#### Task brief
The required answer is an exact copy of every entry underneath.

Records excerpted from a collection
* * * * * * *

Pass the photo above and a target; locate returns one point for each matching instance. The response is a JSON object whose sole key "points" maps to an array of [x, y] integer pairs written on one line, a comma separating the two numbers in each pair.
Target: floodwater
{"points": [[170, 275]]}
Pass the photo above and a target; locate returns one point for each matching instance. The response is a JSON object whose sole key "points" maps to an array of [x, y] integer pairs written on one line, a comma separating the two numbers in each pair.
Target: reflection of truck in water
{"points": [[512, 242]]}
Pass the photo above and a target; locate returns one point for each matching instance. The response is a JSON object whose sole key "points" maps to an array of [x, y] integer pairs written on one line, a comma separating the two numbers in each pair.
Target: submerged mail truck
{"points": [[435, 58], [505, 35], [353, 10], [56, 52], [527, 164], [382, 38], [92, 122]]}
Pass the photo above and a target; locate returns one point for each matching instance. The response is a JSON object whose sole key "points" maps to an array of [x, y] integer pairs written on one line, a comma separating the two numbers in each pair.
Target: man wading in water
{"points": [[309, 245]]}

* * * * * * *

#### Response below
Pass the photo above and a target; locate returns one point for each matching instance. The response is a JSON object whose sole key "points" maps to an array of [x, y] integer pairs written on one line, a comma separating the two numbers in each pair.
Target: floodwater
{"points": [[170, 275]]}
Pass the photo above and a target; locate returns one point for each matching instance. The response is a JSON object whose sole key "points" maps to an array of [x, y] integer pairs written on one line, a comma separating the two numbers in each pair.
Target: reflection of truck in water
{"points": [[512, 242]]}
Pass the photo above and a target; locate returns one point for each matching instance. The response is a JSON object whose sole key "points" maps to an array of [x, y] integer pairs written on one line, a comma separating the two numbers in each pair.
Target: submerged mail truck
{"points": [[435, 58], [505, 35], [353, 10], [56, 52], [527, 164], [382, 38], [92, 122]]}
Pass the photo above and a target; locate returns one point for each matching instance. The response is a JSON object whose sole key "points" maps to an array of [x, y] integer pairs written on one line, a comma separating the two numbers in each pair.
Target: man wading in water
{"points": [[309, 245]]}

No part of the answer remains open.